# Document section
··········
Thursday, December 17, 2015

William Kilpatrick: The Vast Majority Myth

"The majority of Muslims aren’t waiting to see which side is the most tolerant or which side takes in the most refugees; they are waiting to see which side is winning."

William Kilpatrick discerns why the "Tiny Minority of Extremists" may not be as tiny as we would like to think, and why the "Vast Majority of Peaceful Muslims" is neither a realistic nor comforting concept.

The Vast Majority Myth
by William Kilpatrick, Crisis Magazine, December 15, 2015:



We often hear it said that the vast majority of Muslims are peaceful and reject violence. That proposition is worth examining because if it’s not true there is cause to worry. Of course, you should be worried already. Even if only a small percentage of the world’s 1.6 billion Muslims are prepared to use violence, that still works out to a large number. However, if the vast-majority thesis doesn’t hold up, you might want to order a Kevlar vest from Amazon, or, if you’re the accommodating type, you could start practicing the Shahada—the Islamic declaration of faith.

There is a good deal of polling data to suggest that the vast majority of Muslims are not just your standard-issue vast majority. For example, Pew polls of public opinion in Pakistan and Egypt show that the vast majority (about 82 percent) favor stoning for adultery, amputation for theft, and death for apostates. So, even if a majority in these countries are not personally inclined to violence, they have no problem with the violent application of sharia law.

But rather than rely on polling data, let’s look at some other ways of assessing the “vast majority” proposition. For some perspective, here are some other “vast majority” propositions that just popped into my head:

Proposition 1. The vast majority of people are peaceful until they’re not. 
Proposition 2. The vast majority of people go with the flow. 
Proposition 3. The majority of people in any society are women and children.

With the exception of the third proposition, there is no empirical evidence for these propositions, but they seem just as reasonable as the proposition that the vast majority of Muslims are peaceful—a supposition which also has no empirical support. However, Proposition 3 does lend credence to the “vast majority of Muslims” thesis since women and children are, for various reasons, less inclined to violence than adult males. It would therefore be reasonable to say of any society that at least a majority are peaceful.

But people who are peaceful today will not necessarily be peaceful tomorrow. It’s probably safe to say that the vast majority of Hutus were behaving peacefully before the Rwanda genocide of 1994 … and then they stopped behaving peacefully. Using clubs, machetes, and, occasionally, guns, the Hutu managed to kill about 800,000 Tutsi in the space of one hundred days. It’s likely that the vast majority did not take part in the killings, but, by all accounts, a sizeable number did, and an even greater number were complicit. According to reports, most of the Tutsi victims who lived in rural villages were murdered by their neighbors.

So, in line with Proposition 1, the majority of the Hutu were peaceful until they were not. And, in line with Proposition 2, the majority of the Hutu went with the flow—the flow, in this case, being in the direction of mayhem. It should be noted, however, that there were powerful incentives to go with the flow. Moderate Hutus who declined to join in the killing were often killed by their fellow Hutus as a warning to others.
··········
# Given information
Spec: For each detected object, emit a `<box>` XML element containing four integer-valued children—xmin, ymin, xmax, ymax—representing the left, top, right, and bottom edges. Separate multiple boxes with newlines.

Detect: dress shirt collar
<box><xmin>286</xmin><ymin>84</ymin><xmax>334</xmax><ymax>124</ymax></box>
··········
Extend the essay on the "vast majority" claim, starting after its last sentence. The listing comes from a different source than the essay.

Although women took part in the slaughter, Proposition 3 would suggest that the majority of them did not. And if you combine the women with the children, the elderly, and the moderates, it is reasonable to assume that the majority of Hutu did not participate in the carnage. That, however, would have been small comfort to the Tutsi. The more you think about it, the less comforting it is to know that the vast majority of any population won’t take up arms against you.


The questions is, is there something about Islamic cultures that make them more susceptible to warlike attitudes more of the time?

History is full of examples of peoples and nations who were peaceful and then were not. Prior to World War I, the vast majority of Europeans were behaving peacefully. Then came 1914, and the European nations went to war with each other. The majority, of course, remained at home and were never involved in battle, but it seems safe to say that most of them fully backed their own side in the conflict and welcomed news of enemy casualties.

Given the right circumstances, the majority of almost any population will willingly put itself on a war footing and turn their homeland into a home front. The questions is, is there something about Islamic cultures that make them more susceptible to warlike attitudes more of the time?

Before attempting an answer, let’s briefly consider another historical example—the Spartans. Were the vast majority of Spartans peaceful? In the sense that the great majority, including women, children, and the elderly were not at war all the time, yes. Still, we would be mistaken to call them a peaceful people. Sparta was a warrior culture, and it cultivated a warrior mentality in its citizens.

The Spartans were a unique case, but in so far as Islam has a tendency, it tends in the direction of Sparta rather than, say, in the direction of Sweden—a land which was once host to a warrior culture of its own. But the Vikings are long gone, and their peaceful descendants look like they will be the first European nation to fall to Islam—a culture which has been more or less at war with the rest of the world since its inception.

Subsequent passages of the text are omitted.